* _Consigne A_
Restituez à l'identique le passage du bloc de texte ci-dessous, en commençant par « Sur la cathédrale, des » et en poursuivant jusqu'à « sourient les techniciens. ».

* _Bloc de texte_

╭──

JOUR J : Jeudi 6 décembre 2018
14 h 30 : une régie chargée
« On a fini les réglages laser à 5 h du matin, annonce Edoardo. Tout est parfait. Il n’y a plus qu’à appuyer sur Play ! » L’équipe commence à se sentir à l’étroit dans la petite régie. Sur quelques mètres carrés, il y a plus de machines que d’hommes !
Au milieu, on trouve l’ordinateur et le serveur master du logiciel Pixera d’AV Stumpfl. Le successeur de Wings 7, très apprécié par Ocubo. « Depuis des années, on est habitués à utiliser Wings, qui est performant pour construire un projet et tout calculer, note Edoardo. Comme on est partenaire avec AV Stumpfl, on voulait inaugurer la bêta de Pixera sur ce spectacle. » C’est ce qui explique la présence de Florian Eder, mandaté par le développeur pour accompagner cette première. Après avoir formé Ocubo au Portugal, Florian aide donc Sandro pour le projet final, la calibration, la timeline…
Pixera a le rôle de chef d’orchestre. Le serveur master communique via câble réseau avec quatre serveurs esclaves à l’étage. Trois sont reliés en DisplayPort à quatre projecteurs, et se coordonnent par leurs cartes de synchronisation. Un quatrième « slave » sert de backup.
Pixera envoie également les ordres de la timeline à l’ordinateur du laser, et le signal sonore au contrôleur son. Sur le balcon, un émetteur envoie les données de son en fréquence 5G. « On utilise Xirium, la plus stable des liaisons wireless », pointe Edoardo.
Sur la cathédrale, des récepteurs Xirium pilotent les deux subwoofers de 3 000 watts et trois T12 de 350 watts. « De chaque côté, il y a un récepteur actif, et un backup en cas de souci. Pendant la fête, on aura une personne sur place, prête à switcher le récepteur en cas de problème. » On s’étonne de trouver une console lumière GrandMA. « C’est un peu démesuré : c’est pour les spots de notre balcon », sourient les techniciens.
En plus de Xirium, Ocubo fait appel à un autre outil de pointe : une caméra de calibration automatique Vioso. « Vu la position des projecteurs, qui ont des angles différents, réunir les douze images était complexe », plaide Edoardo. Intégrée au logiciel Pixera, « la Vioso scanne la surface en 3D, calcule automatiquement le softedge, le blending et le chevauchement », décrit Florian. En deux heures, on obtient un fichier avec toutes les informations de réglage. Un gain de temps pour gérer la distorsion entre les douze projecteurs et le chevauchement fixé à 10 %.

╰──

* _Consigne B_
Dans le listing ci-dessous, recopiez mot pour mot les seules lignes allant de celle qui contient « Give the outline of every instance of the puppy's face. » jusqu'à celle qui contient « [[[109,58],[113,58],[112,53],[110,52]]] », ces deux lignes comprises. Omettez les images dans votre réponse.

* _Données fournies_

╭──

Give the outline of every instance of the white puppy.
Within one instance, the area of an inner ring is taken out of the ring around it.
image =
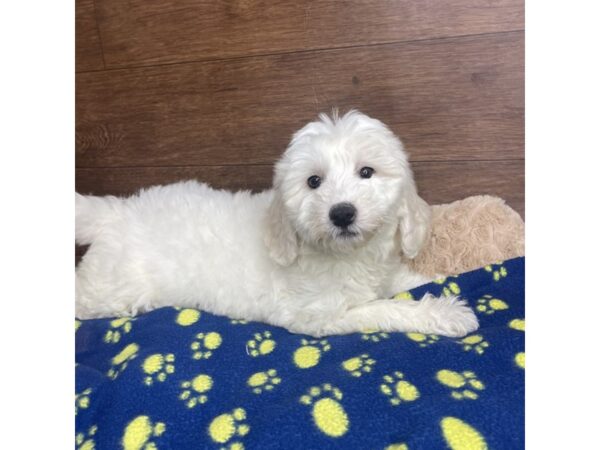
[[[422,284],[429,233],[400,140],[357,111],[298,131],[258,194],[187,181],[129,198],[77,195],[79,318],[200,308],[313,336],[364,330],[463,336],[456,297],[390,300]]]

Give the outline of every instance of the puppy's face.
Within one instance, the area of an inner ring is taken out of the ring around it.
[[[294,136],[275,185],[298,237],[333,249],[353,247],[398,222],[402,188],[412,183],[400,140],[358,112],[321,120]]]

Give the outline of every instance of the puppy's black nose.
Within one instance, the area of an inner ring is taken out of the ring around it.
[[[346,228],[356,219],[356,208],[351,203],[338,203],[329,210],[329,218],[336,227]]]

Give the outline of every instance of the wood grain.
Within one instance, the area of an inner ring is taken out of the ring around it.
[[[339,106],[414,161],[523,158],[523,33],[83,73],[78,167],[270,164]]]
[[[94,0],[75,0],[75,70],[104,69]]]
[[[412,164],[419,193],[430,204],[471,195],[496,195],[524,215],[524,161],[448,161]],[[271,186],[271,165],[77,169],[83,194],[127,196],[140,188],[196,179],[216,188],[260,191]]]
[[[108,67],[522,30],[522,0],[96,0]]]

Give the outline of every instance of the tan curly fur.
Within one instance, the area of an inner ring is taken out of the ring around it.
[[[457,275],[525,254],[525,224],[504,200],[467,197],[432,207],[428,244],[408,261],[427,276]]]

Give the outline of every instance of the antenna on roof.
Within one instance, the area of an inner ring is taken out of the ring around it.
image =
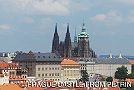
[[[122,54],[121,54],[121,52],[120,52],[119,58],[122,58]]]
[[[109,58],[113,58],[112,53],[110,52]]]

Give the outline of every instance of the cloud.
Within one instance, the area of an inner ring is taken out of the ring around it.
[[[114,25],[123,21],[122,16],[115,11],[97,14],[90,19],[94,22],[101,22],[107,25]]]
[[[32,24],[34,23],[34,19],[31,17],[24,17],[19,22],[24,23],[24,24]]]
[[[134,0],[116,0],[116,2],[120,2],[120,3],[124,3],[124,4],[128,4],[128,5],[134,4]]]
[[[8,8],[7,8],[8,6]],[[0,8],[4,12],[26,14],[69,15],[70,13],[87,10],[88,5],[78,0],[1,0]],[[79,7],[79,8],[78,8]],[[9,10],[10,8],[10,10]]]
[[[0,25],[0,30],[9,30],[9,29],[11,29],[11,27],[9,25],[6,25],[6,24]]]

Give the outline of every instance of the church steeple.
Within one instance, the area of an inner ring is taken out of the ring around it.
[[[80,57],[84,58],[91,57],[90,46],[89,46],[89,34],[86,32],[85,23],[83,23],[82,31],[78,35],[78,49]]]
[[[56,53],[58,52],[58,50],[59,50],[59,35],[57,32],[57,23],[56,23],[53,42],[52,42],[52,53]]]
[[[74,35],[74,43],[77,43],[76,28],[75,28],[75,35]]]
[[[83,23],[82,25],[82,32],[85,32],[86,31],[86,27],[85,27],[85,23]]]
[[[69,32],[69,23],[67,25],[64,48],[64,57],[71,57],[71,37]]]

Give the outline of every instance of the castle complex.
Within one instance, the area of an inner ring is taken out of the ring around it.
[[[59,41],[57,32],[57,24],[55,26],[55,33],[52,42],[52,53],[59,53],[61,57],[72,58],[94,58],[95,52],[90,48],[89,34],[86,32],[85,24],[83,23],[80,34],[74,36],[74,41],[71,42],[69,24],[67,25],[67,32],[64,41]]]

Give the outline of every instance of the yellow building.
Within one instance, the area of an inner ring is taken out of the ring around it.
[[[61,80],[74,81],[80,79],[80,64],[73,59],[63,59],[61,62]]]

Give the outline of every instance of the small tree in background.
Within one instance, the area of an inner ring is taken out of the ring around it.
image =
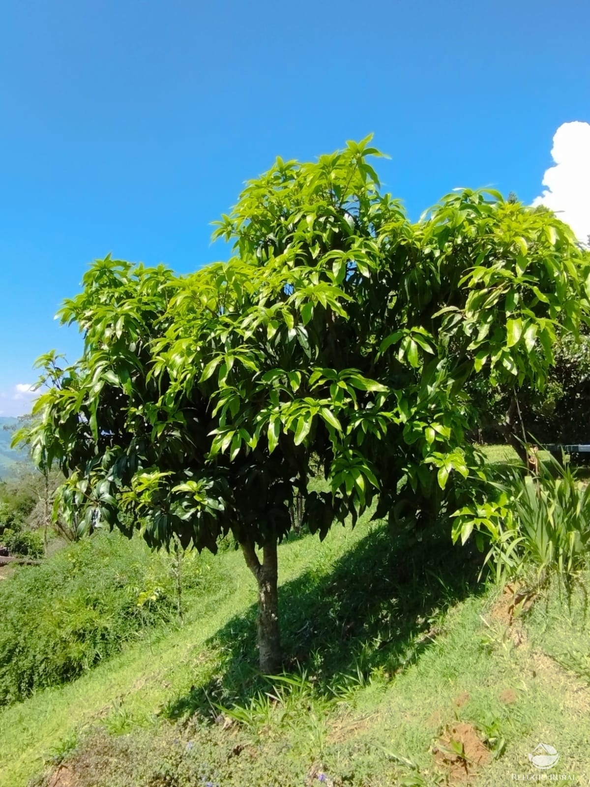
[[[542,387],[558,333],[585,319],[590,266],[566,225],[469,190],[412,224],[381,191],[378,155],[367,138],[277,160],[218,223],[227,263],[186,277],[95,263],[61,312],[83,355],[41,360],[51,387],[21,435],[68,476],[70,515],[153,546],[215,552],[231,532],[266,673],[297,496],[320,538],[374,500],[393,525],[450,513],[478,465],[467,381]],[[308,489],[317,458],[326,491]]]

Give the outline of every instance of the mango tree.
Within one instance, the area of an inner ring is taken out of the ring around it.
[[[585,320],[590,267],[566,225],[470,190],[412,223],[378,156],[367,139],[278,159],[217,223],[233,256],[191,275],[96,262],[61,311],[83,354],[41,360],[50,387],[23,435],[66,475],[71,516],[155,547],[215,552],[231,533],[266,673],[295,497],[320,538],[374,503],[393,525],[450,513],[478,464],[466,382],[542,386],[556,332]]]

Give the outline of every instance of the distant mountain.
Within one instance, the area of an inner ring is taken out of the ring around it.
[[[10,448],[14,429],[18,424],[16,418],[0,416],[0,478],[14,475],[19,462],[28,461],[26,450]]]

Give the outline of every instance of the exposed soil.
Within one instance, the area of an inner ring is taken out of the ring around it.
[[[60,765],[47,782],[47,787],[78,787],[78,777],[68,765]]]
[[[433,753],[437,765],[447,772],[449,784],[470,783],[490,759],[475,730],[466,723],[447,727]]]
[[[504,626],[512,626],[514,615],[527,612],[534,604],[537,594],[534,591],[514,582],[507,585],[502,595],[492,608],[489,616],[492,620]]]

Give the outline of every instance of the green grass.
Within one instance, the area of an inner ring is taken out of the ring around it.
[[[548,586],[508,625],[501,589],[475,582],[478,556],[431,536],[392,545],[365,519],[282,545],[292,660],[270,682],[253,667],[256,590],[241,553],[204,557],[216,582],[183,626],[0,712],[0,785],[62,760],[76,787],[294,787],[320,774],[334,787],[430,785],[446,778],[432,746],[460,723],[488,741],[482,787],[530,773],[541,741],[561,753],[551,774],[585,783],[590,575]]]

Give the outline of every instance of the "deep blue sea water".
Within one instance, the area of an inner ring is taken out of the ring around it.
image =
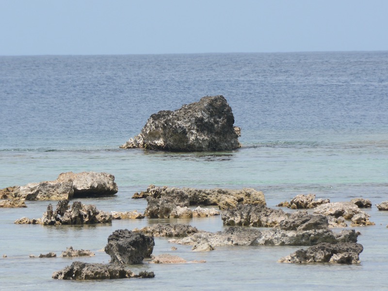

╰──

* _Réponse rédigée A_
Sur la cathédrale, des récepteurs Xirium pilotent les deux subwoofers de 3 000 watts et trois T12 de 350 watts. « De chaque côté, il y a un récepteur actif, et un backup en cas de souci. Pendant la fête, on aura une personne sur place, prête à switcher le récepteur en cas de problème. » On s’étonne de trouver une console lumière GrandMA. « C’est un peu démesuré : c’est pour les spots de notre balcon », sourient les techniciens.

* _Réponse rédigée B_
Give the outline of every instance of the puppy's face.
Within one instance, the area of an inner ring is taken out of the ring around it.
[[[294,136],[275,185],[298,237],[333,249],[353,247],[398,222],[402,188],[412,183],[400,140],[358,112],[321,120]]]

Give the outline of every instance of the puppy's black nose.
Within one instance, the area of an inner ring is taken out of the ring around it.
[[[346,228],[356,219],[356,208],[351,203],[338,203],[329,210],[329,218],[336,227]]]

Give the outline of every instance of the wood grain.
Within one instance, the area of an inner ring is taken out of the ring around it.
[[[339,106],[414,161],[523,158],[523,33],[83,73],[78,167],[270,164]]]
[[[94,0],[75,0],[75,70],[104,69]]]
[[[412,164],[419,193],[430,204],[471,195],[496,195],[524,215],[524,161],[448,161]],[[271,186],[271,165],[77,169],[83,194],[127,196],[140,188],[196,179],[216,188],[260,191]]]
[[[108,67],[522,30],[522,0],[96,0]]]

Give the outline of every instance of the tan curly fur.
Within one instance, the area of an inner ring is taken out of the ring around it.
[[[457,275],[525,254],[525,224],[504,200],[467,197],[432,207],[428,244],[408,261],[427,276]]]

Give the outline of every instance of the antenna on roof.
Within one instance, the area of an inner ring is taken out of the ring around it.
image =
[[[122,54],[121,54],[121,52],[120,52],[119,58],[122,58]]]
[[[109,58],[113,58],[112,53],[110,52]]]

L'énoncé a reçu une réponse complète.